- **EXERCISE PASSAGE**
--------
As fuel prices are a major determinant of food prices, food price trends are expected to continue increasing. Households in all urban areas and rural livelihood zones have experienced shocks in food access and stability as the food price inflation continues increasing.
Given the situation of high commodity prices and fuel price hikes, Eswatini is not getting much joy from its fiscal revenues and the highly unstable receipts from the Southern African Custom (SACU) receipts either.
The government depends on custom duties from SACU to finance almost half of its budget. An observation by the African Development Bank notes that “SACU’s expansionary fiscal policies and low revenues have widened the budget deficit. In 2020, existing challenges were magnified by the effects of the pandemic as crisis-related expenditures increased and revenues declined. Fiscal deficit reached an estimated 8.6% GDP in 2020, prompting the government to request international financial support. The International Monetary Fund (IMF) approved USD 110.4 million in emergency financial assistance under the Rapid Financing Instrument. The deficit for financial year 2021/22 was budgeted at 6.5% GDP, and was projected at 4.8% GDP in 2022/23.
Other contributors to Eswatini’s GDP are aagriculture which accounts for 6.5% of GDP. Its products include sugarcane, corn, cotton, citrus, pineapples, cattle, and goats. Industry accounts for 45% of GDP and included soft drink concentrates, coal, forestry, sugar processing, textiles, and apparel.
The International Monetary Fund projects that “due to supply chain constraints, elevated food prices and a weakening domestic currency, inflation increased from 3.9% in 2020 to 4.3% in 2021. It is expected to rise to 4.7% in 2022 and 4.6% in 2023 due to increased commodity prices (especially oil).”
In an attempt to arrest the high commodity prices at an international level, military delegations from Ukraine, Russia and Turkey convened a meeting with United Nations officials. The objective was to broker a deal as Russia’s invasion of Ukraine raised world food prices for grain, cooking oil, fuel and fertilizer. According to diplomats, elements of the plan being discussed include Ukrainian ships escorting grain ships in and out of the mined harbor waters of the largest Black Sea port of Odessa.
--------
- **TASK BRIEF**
Reproduce the portion of the passage above on rising prices in Eswatini, starting with "As fuel prices" and going on through "(SACU) receipts either.".

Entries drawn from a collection
--------
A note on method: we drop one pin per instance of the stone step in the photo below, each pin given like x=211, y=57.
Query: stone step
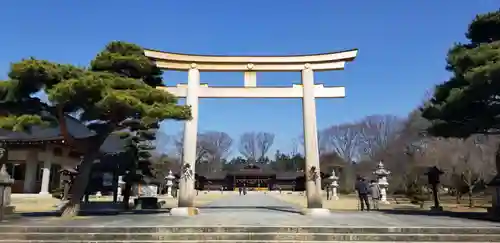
x=247, y=229
x=245, y=236
x=203, y=241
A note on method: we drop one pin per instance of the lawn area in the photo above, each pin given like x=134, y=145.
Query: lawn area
x=350, y=203
x=47, y=204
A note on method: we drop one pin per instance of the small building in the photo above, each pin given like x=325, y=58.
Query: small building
x=255, y=177
x=37, y=155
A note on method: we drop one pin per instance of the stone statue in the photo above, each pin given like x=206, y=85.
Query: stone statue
x=312, y=174
x=187, y=172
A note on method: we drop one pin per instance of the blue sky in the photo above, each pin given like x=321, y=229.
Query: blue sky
x=402, y=46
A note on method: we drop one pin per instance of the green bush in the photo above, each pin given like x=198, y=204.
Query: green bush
x=417, y=195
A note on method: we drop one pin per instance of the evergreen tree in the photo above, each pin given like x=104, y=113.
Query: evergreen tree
x=118, y=86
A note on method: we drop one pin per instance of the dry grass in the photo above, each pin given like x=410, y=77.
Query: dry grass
x=48, y=204
x=200, y=200
x=41, y=204
x=350, y=203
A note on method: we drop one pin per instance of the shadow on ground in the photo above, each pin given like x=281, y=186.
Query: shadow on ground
x=97, y=209
x=270, y=208
x=462, y=215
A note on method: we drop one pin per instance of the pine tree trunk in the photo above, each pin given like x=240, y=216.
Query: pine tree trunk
x=82, y=179
x=471, y=202
x=78, y=189
x=126, y=195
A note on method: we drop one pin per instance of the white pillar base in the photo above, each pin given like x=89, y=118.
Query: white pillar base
x=184, y=211
x=316, y=212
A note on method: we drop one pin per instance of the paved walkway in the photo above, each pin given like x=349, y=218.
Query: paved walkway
x=263, y=210
x=253, y=202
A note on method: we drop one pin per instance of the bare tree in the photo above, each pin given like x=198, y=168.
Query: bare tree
x=467, y=162
x=343, y=139
x=322, y=142
x=215, y=146
x=178, y=148
x=254, y=146
x=377, y=132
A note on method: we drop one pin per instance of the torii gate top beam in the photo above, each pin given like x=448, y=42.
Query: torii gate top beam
x=317, y=62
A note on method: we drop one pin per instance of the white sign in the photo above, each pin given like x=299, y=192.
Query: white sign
x=107, y=179
x=147, y=191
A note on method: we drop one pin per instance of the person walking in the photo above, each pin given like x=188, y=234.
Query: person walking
x=362, y=188
x=328, y=194
x=375, y=194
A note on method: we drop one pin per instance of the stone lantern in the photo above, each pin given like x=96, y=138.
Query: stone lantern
x=334, y=185
x=382, y=174
x=121, y=185
x=5, y=193
x=169, y=178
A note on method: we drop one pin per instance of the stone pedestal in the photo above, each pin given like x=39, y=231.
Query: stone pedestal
x=169, y=182
x=121, y=184
x=5, y=194
x=382, y=174
x=334, y=185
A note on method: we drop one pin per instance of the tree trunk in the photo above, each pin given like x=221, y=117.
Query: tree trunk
x=497, y=158
x=78, y=189
x=126, y=195
x=471, y=202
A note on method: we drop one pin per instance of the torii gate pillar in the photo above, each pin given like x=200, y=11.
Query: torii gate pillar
x=308, y=91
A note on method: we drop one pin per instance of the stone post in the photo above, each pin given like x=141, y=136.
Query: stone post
x=121, y=184
x=186, y=182
x=312, y=172
x=44, y=188
x=169, y=178
x=30, y=172
x=334, y=185
x=5, y=193
x=382, y=174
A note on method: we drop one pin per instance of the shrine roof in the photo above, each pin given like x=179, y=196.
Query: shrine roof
x=38, y=133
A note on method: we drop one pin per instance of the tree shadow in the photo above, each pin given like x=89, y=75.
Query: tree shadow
x=484, y=216
x=96, y=209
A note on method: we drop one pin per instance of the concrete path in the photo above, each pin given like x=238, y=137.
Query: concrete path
x=256, y=209
x=252, y=202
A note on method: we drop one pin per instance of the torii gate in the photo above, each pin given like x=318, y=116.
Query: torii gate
x=250, y=65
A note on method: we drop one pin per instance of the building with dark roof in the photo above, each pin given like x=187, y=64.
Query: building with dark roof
x=36, y=156
x=261, y=177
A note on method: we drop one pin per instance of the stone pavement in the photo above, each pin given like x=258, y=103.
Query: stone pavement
x=258, y=209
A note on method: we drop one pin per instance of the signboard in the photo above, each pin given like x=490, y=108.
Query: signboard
x=146, y=190
x=107, y=179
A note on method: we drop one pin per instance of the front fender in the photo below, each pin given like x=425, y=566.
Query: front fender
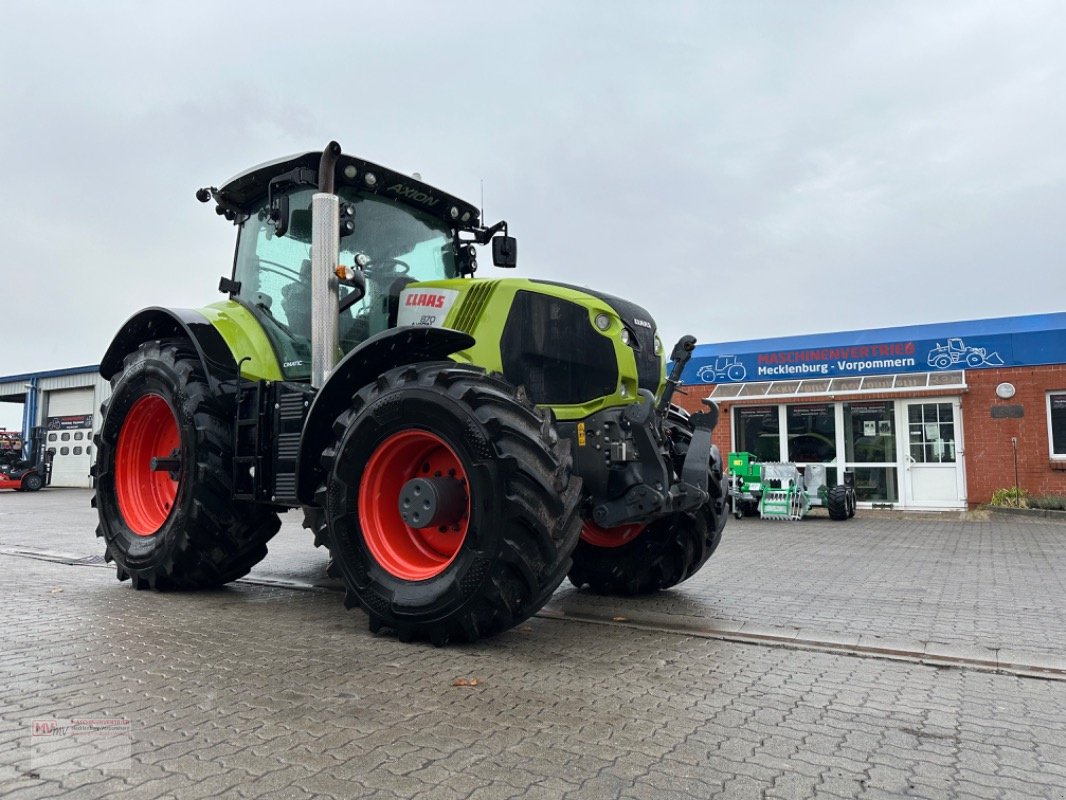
x=393, y=348
x=165, y=323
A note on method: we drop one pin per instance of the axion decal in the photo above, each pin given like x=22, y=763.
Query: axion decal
x=425, y=306
x=416, y=194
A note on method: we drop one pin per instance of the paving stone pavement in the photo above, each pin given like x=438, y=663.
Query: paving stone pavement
x=263, y=691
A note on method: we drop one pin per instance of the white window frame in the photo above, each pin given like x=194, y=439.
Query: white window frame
x=1051, y=442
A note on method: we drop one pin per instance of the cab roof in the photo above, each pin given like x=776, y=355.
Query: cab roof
x=247, y=190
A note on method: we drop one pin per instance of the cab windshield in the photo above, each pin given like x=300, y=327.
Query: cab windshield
x=401, y=243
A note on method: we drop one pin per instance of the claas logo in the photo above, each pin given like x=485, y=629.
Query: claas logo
x=430, y=301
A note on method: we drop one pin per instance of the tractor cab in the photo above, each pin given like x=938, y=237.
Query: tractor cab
x=393, y=230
--------
- **SOLUTION BELOW**
As fuel prices are a major determinant of food prices, food price trends are expected to continue increasing. Households in all urban areas and rural livelihood zones have experienced shocks in food access and stability as the food price inflation continues increasing.
Given the situation of high commodity prices and fuel price hikes, Eswatini is not getting much joy from its fiscal revenues and the highly unstable receipts from the Southern African Custom (SACU) receipts either.